*Text extract*:

__________________________________________________

Michael Ore

Causal Networks

As we discussed in the last post, Bayesian networks can often be written in multiple equivalent ways by reversing some of the arrows. Generally the most natural choice has arrows matching the causal direction of the effects. A Bayesian network in which the arrows have causal meaning is a causal network. In this post we’ll build up to a clearer idea of what that means.

Consider again the models A and B of IQ(X) vs log-income(Y) from the last post. They’re GBNs, so we can write them as systems of linear models as follows.

  1. \[ \begin{align*} X &= \beta_{10} + \epsilon_X \\ Y &= \beta_{20} + \beta_{21}X + \epsilon_Y \end{align*} \]

  2. \[ \begin{align*} X &= \beta_{10} + \beta_{11}Y + \epsilon_X \\ Y &= \beta_{20} + \epsilon_Y \end{align*} \]

Where \(\epsilon_X\) and \(\epsilon_Y\) are normally distributed error terms that represent any deviation between the linear models and the observed data, as in linear regression.

This form of models A and B is called a structural equation model (SEM). These are given a causal interpretation, where the variables on the right hand side (dependent variables) of an equation cause the variable on the left (independent variable). This causal information is not preserved with algebraic maniupulation, e.g. substituting the equation for X into Y’s equation in model A isn’t valid.

__________________________________________________

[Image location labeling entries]
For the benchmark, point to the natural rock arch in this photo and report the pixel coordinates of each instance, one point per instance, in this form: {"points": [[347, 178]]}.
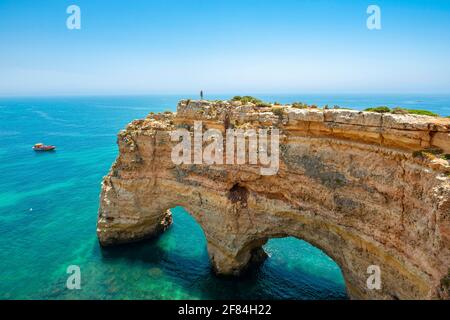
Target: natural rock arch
{"points": [[353, 184]]}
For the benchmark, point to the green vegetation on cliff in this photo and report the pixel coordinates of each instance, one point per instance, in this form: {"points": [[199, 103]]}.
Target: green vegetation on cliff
{"points": [[399, 110]]}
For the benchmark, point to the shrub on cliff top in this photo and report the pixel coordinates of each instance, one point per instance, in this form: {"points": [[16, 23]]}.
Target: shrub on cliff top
{"points": [[382, 109], [263, 105], [278, 111], [299, 105], [247, 99], [422, 112]]}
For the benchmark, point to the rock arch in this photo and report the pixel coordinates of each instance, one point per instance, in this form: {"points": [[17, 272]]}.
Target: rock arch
{"points": [[354, 184]]}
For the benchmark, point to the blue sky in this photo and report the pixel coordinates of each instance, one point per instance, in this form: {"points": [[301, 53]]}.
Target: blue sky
{"points": [[223, 46]]}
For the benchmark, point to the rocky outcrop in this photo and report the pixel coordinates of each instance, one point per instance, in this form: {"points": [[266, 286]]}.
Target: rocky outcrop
{"points": [[366, 188]]}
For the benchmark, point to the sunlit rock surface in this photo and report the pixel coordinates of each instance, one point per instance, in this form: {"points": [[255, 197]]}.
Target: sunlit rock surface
{"points": [[366, 188]]}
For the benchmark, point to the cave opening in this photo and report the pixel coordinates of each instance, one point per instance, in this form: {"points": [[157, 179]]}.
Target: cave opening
{"points": [[294, 268]]}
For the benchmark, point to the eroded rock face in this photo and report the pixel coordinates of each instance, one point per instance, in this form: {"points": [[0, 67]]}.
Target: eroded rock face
{"points": [[355, 184]]}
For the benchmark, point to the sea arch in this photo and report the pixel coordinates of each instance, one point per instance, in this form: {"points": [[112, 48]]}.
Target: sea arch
{"points": [[355, 185]]}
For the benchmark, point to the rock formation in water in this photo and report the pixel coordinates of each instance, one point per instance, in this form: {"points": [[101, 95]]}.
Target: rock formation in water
{"points": [[366, 188]]}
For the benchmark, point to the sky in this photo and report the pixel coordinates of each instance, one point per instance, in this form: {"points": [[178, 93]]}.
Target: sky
{"points": [[223, 46]]}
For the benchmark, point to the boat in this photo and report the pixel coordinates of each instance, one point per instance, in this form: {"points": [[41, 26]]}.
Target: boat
{"points": [[43, 147]]}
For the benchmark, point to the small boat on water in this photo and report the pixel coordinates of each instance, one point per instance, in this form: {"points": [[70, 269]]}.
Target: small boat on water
{"points": [[42, 147]]}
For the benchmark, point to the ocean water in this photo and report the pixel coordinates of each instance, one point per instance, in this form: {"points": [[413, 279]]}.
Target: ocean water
{"points": [[49, 203]]}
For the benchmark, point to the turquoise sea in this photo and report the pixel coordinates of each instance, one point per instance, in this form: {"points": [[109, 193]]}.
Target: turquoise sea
{"points": [[49, 202]]}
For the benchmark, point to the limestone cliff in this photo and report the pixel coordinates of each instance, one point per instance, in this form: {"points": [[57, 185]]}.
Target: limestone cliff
{"points": [[366, 188]]}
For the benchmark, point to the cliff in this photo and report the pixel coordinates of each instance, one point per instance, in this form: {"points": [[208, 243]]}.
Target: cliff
{"points": [[366, 188]]}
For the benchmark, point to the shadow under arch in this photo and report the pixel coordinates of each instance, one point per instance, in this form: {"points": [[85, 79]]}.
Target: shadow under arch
{"points": [[286, 274]]}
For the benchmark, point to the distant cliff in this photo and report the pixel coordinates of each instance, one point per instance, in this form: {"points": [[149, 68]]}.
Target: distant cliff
{"points": [[366, 188]]}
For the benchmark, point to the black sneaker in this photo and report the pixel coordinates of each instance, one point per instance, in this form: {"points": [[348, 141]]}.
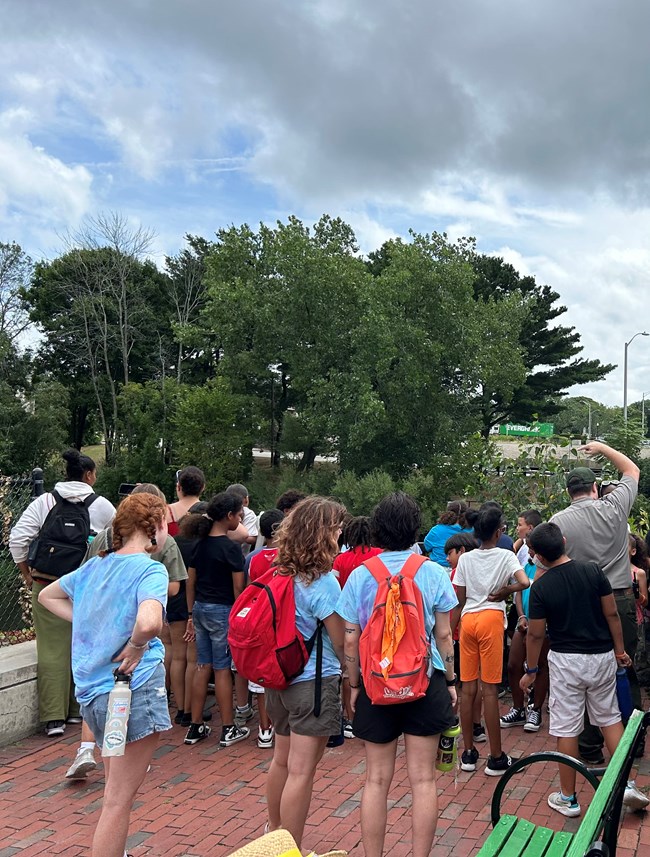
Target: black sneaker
{"points": [[479, 733], [232, 734], [497, 767], [197, 732], [468, 760]]}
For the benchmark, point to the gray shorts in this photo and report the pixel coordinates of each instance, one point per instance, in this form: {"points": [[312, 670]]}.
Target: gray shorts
{"points": [[149, 710], [292, 710], [579, 682]]}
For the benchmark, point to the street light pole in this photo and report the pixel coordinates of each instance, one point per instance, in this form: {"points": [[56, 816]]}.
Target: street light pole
{"points": [[627, 344], [588, 404]]}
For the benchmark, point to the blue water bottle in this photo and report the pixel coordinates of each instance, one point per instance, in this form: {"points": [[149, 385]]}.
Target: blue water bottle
{"points": [[623, 694]]}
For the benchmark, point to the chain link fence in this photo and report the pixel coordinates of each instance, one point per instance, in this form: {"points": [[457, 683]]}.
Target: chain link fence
{"points": [[16, 492]]}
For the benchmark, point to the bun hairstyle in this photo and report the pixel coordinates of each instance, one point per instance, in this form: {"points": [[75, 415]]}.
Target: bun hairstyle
{"points": [[77, 464], [455, 514], [307, 539], [138, 512], [218, 508]]}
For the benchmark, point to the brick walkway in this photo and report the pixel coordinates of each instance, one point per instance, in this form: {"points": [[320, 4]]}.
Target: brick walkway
{"points": [[203, 800]]}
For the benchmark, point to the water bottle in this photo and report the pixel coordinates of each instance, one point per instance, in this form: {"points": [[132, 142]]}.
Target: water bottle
{"points": [[623, 694], [117, 716], [448, 748]]}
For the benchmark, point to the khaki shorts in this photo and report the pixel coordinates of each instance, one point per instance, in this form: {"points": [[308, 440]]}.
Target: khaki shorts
{"points": [[578, 682], [292, 710]]}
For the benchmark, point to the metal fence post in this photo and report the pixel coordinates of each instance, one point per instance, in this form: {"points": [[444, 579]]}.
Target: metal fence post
{"points": [[38, 482]]}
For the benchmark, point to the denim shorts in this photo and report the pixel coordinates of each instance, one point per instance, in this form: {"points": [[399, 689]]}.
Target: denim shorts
{"points": [[149, 710], [211, 628]]}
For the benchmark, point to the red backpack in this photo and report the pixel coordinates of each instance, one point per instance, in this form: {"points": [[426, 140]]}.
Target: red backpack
{"points": [[264, 642], [394, 648]]}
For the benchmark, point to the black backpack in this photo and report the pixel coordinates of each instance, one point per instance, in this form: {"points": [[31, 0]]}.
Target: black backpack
{"points": [[61, 544]]}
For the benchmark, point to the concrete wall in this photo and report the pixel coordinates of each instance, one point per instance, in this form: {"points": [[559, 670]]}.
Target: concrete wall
{"points": [[18, 697]]}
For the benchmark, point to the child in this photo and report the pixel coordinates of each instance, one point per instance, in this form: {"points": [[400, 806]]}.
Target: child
{"points": [[483, 582], [520, 714], [261, 562], [356, 535], [455, 547], [575, 603], [215, 580]]}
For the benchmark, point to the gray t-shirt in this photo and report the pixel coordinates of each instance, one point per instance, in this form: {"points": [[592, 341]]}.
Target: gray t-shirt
{"points": [[597, 531]]}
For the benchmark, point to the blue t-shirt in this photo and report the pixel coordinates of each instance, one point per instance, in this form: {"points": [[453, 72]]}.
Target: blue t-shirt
{"points": [[106, 594], [434, 542], [531, 569], [438, 596], [317, 601]]}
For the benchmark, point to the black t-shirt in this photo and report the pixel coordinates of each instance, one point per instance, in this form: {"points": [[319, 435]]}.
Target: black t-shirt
{"points": [[568, 597], [215, 558]]}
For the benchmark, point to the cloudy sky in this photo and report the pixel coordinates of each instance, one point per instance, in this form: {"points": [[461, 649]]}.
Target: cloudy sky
{"points": [[526, 125]]}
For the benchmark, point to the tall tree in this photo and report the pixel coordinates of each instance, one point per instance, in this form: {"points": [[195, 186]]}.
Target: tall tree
{"points": [[549, 350]]}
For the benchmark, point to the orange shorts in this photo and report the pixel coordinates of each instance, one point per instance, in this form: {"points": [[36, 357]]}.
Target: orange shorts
{"points": [[481, 646]]}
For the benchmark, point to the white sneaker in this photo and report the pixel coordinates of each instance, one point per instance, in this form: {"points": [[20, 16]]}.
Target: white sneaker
{"points": [[634, 799], [83, 764], [570, 807], [265, 738]]}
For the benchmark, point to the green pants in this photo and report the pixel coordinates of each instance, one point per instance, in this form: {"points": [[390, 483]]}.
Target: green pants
{"points": [[54, 671]]}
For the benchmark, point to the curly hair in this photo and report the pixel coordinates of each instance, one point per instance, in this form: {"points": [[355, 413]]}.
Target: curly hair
{"points": [[455, 514], [307, 539], [138, 512]]}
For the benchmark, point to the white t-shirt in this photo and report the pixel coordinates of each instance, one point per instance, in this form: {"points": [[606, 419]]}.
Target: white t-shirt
{"points": [[482, 572]]}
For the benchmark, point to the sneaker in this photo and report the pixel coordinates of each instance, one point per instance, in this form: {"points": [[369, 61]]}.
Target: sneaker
{"points": [[54, 728], [265, 738], [469, 759], [197, 732], [634, 799], [243, 715], [515, 717], [533, 720], [570, 807], [232, 735], [84, 763], [479, 734], [497, 767]]}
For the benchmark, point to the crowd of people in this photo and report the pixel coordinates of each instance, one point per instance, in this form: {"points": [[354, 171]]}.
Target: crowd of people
{"points": [[148, 589]]}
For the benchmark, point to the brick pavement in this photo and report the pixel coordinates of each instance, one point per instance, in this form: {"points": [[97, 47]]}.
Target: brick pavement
{"points": [[203, 800]]}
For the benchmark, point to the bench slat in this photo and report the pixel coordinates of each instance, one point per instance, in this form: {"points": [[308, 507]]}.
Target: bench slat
{"points": [[590, 824], [560, 845], [501, 833]]}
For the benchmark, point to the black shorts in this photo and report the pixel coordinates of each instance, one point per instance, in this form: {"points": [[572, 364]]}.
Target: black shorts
{"points": [[430, 715]]}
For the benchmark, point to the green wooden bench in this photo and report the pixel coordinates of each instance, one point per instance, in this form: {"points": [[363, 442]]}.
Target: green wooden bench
{"points": [[597, 834]]}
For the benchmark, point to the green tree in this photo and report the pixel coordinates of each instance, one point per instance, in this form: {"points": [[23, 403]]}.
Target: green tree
{"points": [[549, 352]]}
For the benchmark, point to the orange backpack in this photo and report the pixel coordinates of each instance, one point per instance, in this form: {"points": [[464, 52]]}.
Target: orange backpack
{"points": [[394, 648]]}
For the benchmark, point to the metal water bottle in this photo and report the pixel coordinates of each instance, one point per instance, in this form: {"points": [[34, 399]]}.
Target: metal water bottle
{"points": [[448, 748], [623, 694], [117, 716]]}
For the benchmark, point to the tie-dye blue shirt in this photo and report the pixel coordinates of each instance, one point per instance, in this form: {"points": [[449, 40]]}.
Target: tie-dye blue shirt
{"points": [[106, 594]]}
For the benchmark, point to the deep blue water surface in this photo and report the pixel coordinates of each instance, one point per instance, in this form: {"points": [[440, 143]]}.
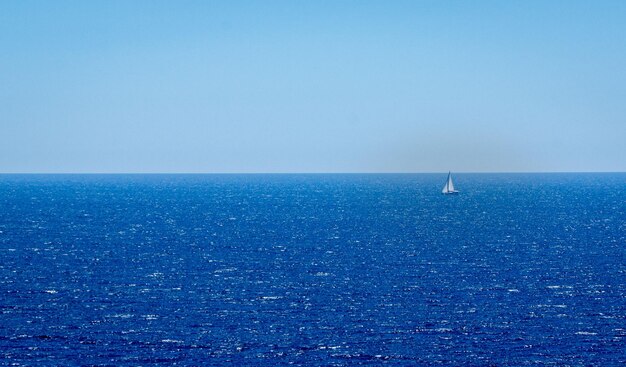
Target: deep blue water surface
{"points": [[334, 270]]}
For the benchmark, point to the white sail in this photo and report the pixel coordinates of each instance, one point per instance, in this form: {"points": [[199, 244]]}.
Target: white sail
{"points": [[449, 187], [450, 184]]}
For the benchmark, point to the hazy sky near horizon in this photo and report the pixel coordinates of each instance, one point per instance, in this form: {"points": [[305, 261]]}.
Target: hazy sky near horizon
{"points": [[312, 86]]}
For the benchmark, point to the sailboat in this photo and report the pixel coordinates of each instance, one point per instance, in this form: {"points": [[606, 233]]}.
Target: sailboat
{"points": [[449, 187]]}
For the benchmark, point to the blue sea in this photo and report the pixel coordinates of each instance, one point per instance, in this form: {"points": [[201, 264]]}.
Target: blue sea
{"points": [[321, 270]]}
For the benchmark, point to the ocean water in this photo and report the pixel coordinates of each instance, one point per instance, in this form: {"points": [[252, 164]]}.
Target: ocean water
{"points": [[332, 270]]}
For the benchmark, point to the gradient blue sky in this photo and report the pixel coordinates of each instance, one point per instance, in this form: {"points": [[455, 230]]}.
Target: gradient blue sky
{"points": [[312, 86]]}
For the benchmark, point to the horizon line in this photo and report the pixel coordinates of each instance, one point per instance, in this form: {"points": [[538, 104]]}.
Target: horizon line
{"points": [[303, 173]]}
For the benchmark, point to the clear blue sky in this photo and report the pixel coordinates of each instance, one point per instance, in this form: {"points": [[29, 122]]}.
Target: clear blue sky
{"points": [[312, 86]]}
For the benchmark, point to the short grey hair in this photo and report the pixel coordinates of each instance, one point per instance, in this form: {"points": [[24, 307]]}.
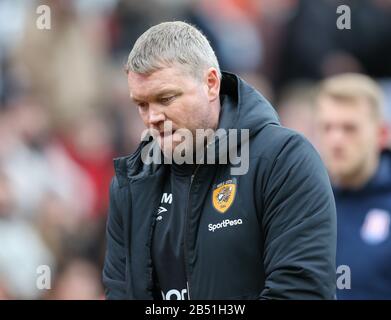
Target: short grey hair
{"points": [[172, 43]]}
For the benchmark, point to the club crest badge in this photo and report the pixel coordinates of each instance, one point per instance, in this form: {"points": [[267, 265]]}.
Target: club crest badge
{"points": [[224, 195]]}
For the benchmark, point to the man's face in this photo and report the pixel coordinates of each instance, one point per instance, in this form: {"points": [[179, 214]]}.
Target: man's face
{"points": [[171, 94], [348, 135]]}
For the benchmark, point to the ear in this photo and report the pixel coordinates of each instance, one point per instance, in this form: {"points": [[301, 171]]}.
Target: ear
{"points": [[384, 137], [213, 84]]}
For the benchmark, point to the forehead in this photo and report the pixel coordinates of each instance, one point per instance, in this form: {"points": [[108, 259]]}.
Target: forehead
{"points": [[142, 86], [331, 108]]}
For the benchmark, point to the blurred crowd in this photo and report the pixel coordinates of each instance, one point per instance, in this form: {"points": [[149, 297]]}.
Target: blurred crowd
{"points": [[65, 111]]}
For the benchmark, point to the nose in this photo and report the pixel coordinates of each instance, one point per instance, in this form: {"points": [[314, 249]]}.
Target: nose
{"points": [[156, 116]]}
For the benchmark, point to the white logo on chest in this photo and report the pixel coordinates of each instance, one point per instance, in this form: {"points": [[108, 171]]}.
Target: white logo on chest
{"points": [[376, 226], [166, 199]]}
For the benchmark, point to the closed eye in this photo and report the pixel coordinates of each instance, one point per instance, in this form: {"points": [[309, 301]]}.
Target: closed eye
{"points": [[166, 100]]}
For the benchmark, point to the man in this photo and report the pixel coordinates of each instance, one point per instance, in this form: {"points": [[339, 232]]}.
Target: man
{"points": [[196, 230], [352, 135]]}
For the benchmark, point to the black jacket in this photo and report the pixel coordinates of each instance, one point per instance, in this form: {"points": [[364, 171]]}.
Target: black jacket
{"points": [[284, 247]]}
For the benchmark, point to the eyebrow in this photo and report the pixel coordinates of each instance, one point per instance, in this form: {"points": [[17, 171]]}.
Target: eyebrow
{"points": [[160, 94]]}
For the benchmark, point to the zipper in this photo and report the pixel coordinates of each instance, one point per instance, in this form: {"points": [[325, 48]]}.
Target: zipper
{"points": [[186, 232]]}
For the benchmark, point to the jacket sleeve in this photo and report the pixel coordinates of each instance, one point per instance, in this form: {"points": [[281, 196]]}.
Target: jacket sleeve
{"points": [[299, 225], [114, 269]]}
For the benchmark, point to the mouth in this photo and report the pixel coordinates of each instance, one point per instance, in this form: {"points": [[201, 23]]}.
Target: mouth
{"points": [[166, 133]]}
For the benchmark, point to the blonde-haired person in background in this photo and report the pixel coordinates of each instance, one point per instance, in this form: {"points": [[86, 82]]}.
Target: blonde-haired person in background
{"points": [[352, 136]]}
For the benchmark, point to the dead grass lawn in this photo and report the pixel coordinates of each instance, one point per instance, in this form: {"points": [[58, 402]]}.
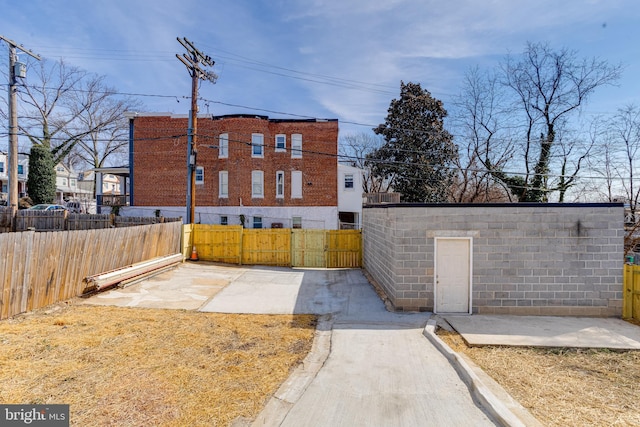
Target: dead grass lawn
{"points": [[133, 367], [564, 387]]}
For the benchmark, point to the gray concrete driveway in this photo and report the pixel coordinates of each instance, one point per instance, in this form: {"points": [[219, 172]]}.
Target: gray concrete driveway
{"points": [[369, 367]]}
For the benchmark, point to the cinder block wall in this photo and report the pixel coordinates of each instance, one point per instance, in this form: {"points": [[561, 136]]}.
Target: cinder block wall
{"points": [[528, 259]]}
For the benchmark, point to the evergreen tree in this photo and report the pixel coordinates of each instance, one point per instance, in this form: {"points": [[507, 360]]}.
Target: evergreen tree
{"points": [[41, 183], [418, 154]]}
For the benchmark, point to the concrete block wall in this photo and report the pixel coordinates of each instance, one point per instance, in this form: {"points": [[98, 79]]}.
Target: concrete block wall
{"points": [[529, 259]]}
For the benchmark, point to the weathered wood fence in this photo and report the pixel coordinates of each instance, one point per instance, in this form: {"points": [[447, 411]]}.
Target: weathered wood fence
{"points": [[38, 269], [282, 247], [62, 220], [631, 292]]}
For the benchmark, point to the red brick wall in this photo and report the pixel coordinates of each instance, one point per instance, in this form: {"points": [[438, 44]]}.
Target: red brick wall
{"points": [[160, 159]]}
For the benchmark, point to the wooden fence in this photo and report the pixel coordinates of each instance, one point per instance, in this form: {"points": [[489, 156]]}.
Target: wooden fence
{"points": [[282, 247], [631, 292], [38, 269]]}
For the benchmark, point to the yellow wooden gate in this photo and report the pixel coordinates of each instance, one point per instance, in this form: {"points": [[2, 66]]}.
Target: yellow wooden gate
{"points": [[284, 247], [344, 248], [219, 243], [631, 292], [308, 248], [266, 246]]}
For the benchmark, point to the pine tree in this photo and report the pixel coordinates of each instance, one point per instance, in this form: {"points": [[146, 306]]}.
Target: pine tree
{"points": [[41, 183], [418, 154]]}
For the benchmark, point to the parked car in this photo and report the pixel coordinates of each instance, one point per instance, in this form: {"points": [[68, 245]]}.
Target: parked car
{"points": [[74, 207], [47, 207]]}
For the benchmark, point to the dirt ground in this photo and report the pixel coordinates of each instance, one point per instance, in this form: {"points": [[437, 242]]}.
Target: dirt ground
{"points": [[564, 387], [132, 367]]}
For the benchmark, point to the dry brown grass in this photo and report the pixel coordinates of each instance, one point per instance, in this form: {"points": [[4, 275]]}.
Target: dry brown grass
{"points": [[133, 367], [564, 387]]}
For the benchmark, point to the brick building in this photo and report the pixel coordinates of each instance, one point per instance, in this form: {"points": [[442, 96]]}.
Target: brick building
{"points": [[269, 172]]}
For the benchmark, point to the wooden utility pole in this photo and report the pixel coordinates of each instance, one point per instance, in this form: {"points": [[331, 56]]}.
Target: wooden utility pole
{"points": [[15, 71], [192, 60]]}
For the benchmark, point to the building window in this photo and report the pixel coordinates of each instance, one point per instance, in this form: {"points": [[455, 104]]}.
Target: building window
{"points": [[223, 146], [257, 222], [257, 184], [296, 146], [280, 184], [348, 181], [296, 185], [223, 184], [199, 175], [257, 145]]}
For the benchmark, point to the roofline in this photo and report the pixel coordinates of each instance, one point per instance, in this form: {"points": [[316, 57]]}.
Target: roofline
{"points": [[133, 115], [496, 205]]}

__________________________________________________

*Instructions*:
1) Retype the passage of the causal networks post from "As we discussed" to "models as follows.".
2) Using the causal networks post, decide whether each statement below is correct and support each yes or no with the deciding words from the post, quoted exactly.
(a) A Bayesian network whose arrows carry causal meaning is called a causal network.
(b) The error terms in models A and B are uniformly distributed.
(c) In model A, the equation for X may be substituted into the equation for Y.
3) Carry on the causal networks post from the point where it stops.

*Answers to the tasks*:
1)
As we discussed in the last post, Bayesian networks can often be written in multiple equivalent ways by reversing some of the arrows. Generally the most natural choice has arrows matching the causal direction of the effects. A Bayesian network in which the arrows have causal meaning is a causal network. In this post we’ll build up to a clearer idea of what that means.

Consider again the models A and B of IQ(X) vs log-income(Y) from the last post. They’re GBNs, so we can write them as systems of linear models as follows.

2)
(a) Yes: "A Bayesian network in which the arrows have causal meaning is a causal network."
(b) No: "\(\epsilon_X\) and \(\epsilon_Y\) are normally distributed error terms"
(c) No: "substituting the equation for X into Y’s equation in model A isn’t valid."

3)
In the last post we had data generated by an opaque process and we fit our model parameters to the data. Now we’ll take another view by using our models to generate data. We can do this in R by creating a pipeline of random samples. For model A, for example, we’ll draw from X first and each of these draws lets us compute the correct mean for the normal distribution to draw Y from. We’ll call this sort of pipeline a data generating process. There’s nothing special about code, cause and effect processes in nature can also be thought of as data generating processes.

Let’s look at that code. We’re using the parameter values we learned from data in our last post.

# Set a RNG seed, so our simulations will give the same results every time we run our code
set.seed(2413)
# The number of samples we'll use for our simulations.
n <- 1000
#
eps_X.A <-rnorm(n, 0, 15) # Draw n random samples from a normal distribution with mean=0, standard deviation=15
eps_Y.A <- rnorm(n, 0, 1)
X.A <- 100 + eps_X.A
Y.A <- 4 + X.A/60 + eps_Y.A
#
eps_X.B <- rnorm(n, 0, sqrt(60^2/17))
eps_Y.B <- rnorm(n, 0, sqrt(17/16))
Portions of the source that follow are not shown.